■ Provided text ■
+++

Curious about the move the Stockfish program at Lichess would, given the chance, play on the second move for Black I put it into the analysis program (Why do most people call it an “engine”? Why do commentators not inform we readers of the NAME of the “ENGINE” used? Just askin’…) at Lichess.com and the following were the best moves according to the PROGRAM NAMED STOCKFISH:

  1. e4 e6 2. Qe2 e5 3. Nf3 Nc6 4. c3 Be7 5. d4 exd4 6. cxd4 d5 7. e5 f6 8. Nc3 fxe5 9. dxe5 d4 10. Bf4 dxc3 11. Rd1 Bd7 12. e6 cxb2 13. exd7+ Qxd7 14. Rxd7 b1=Q+ 15. Rd1 Qf5 16. g3 Rd8 17. Bg2 Rxd1+ 18. Qxd1 Bb4+ 19. Nd2 Qe6+ 20. Be3 Qc4 21. Qe2 Qc1+ 22. Qd1 Bxd2+ 23. Bxd2 Qxd1+ 24. Kxd1 Nf6 25. Be3 Kd7 26. Ke2 Re8 27. Rb1 Kc8 28. Kf1 a6 29. Bh3+ Kb8 30. Bg2 Kc8 31. Bh3+ Kb8 32. Bg3+ 1/2-1/2

Speed Kills

An article, Do We Still Need Classical Chess? by GM Gregory Serper, was published on Chess.com a few days ago. The Grandmaster begins with this statement: The classical format of our beloved game is under attack.

+++

■ Source material ■
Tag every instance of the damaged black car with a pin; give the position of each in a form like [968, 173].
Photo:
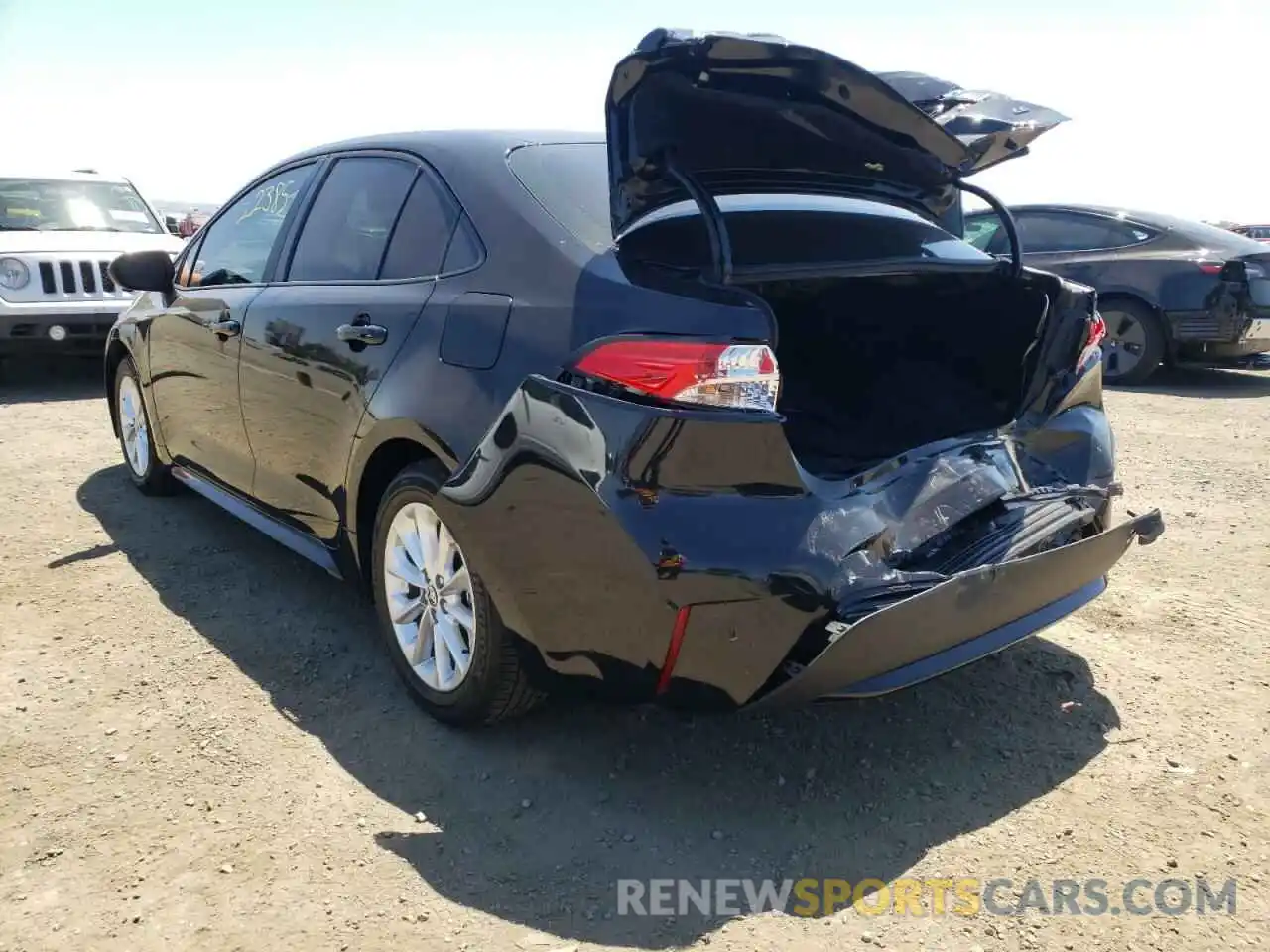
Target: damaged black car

+++

■ What is asked ■
Shorten the paragraph in the chess text that begins "An article, Do We Still Need Classical Chess?" into a single sentence that keeps its main facts. Work only from the text above.

■ Problem solution ■
A few days ago, Chess.com published GM Gregory Serper's article "Do We Still Need Classical Chess?", which opens by stating that the classical format of the game is under attack.